Data excerpts ▸

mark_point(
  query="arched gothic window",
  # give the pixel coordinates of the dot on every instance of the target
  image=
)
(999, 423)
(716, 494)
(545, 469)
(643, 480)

Work required ▸
Could you give the data above as a Markdown table with a "Row" column for the row number and a "Text" column for each line, leaving out any blank lines?

Full output ▸
| Row | Text |
|---|---|
| 1 | mark_point( |
| 2 |   query="arched gothic window", |
| 3 |   # give the pixel coordinates of the dot on every instance of the target |
| 4 |   image= |
| 5 | ) |
| 6 | (999, 423) |
| 7 | (716, 494) |
| 8 | (545, 469) |
| 9 | (643, 480) |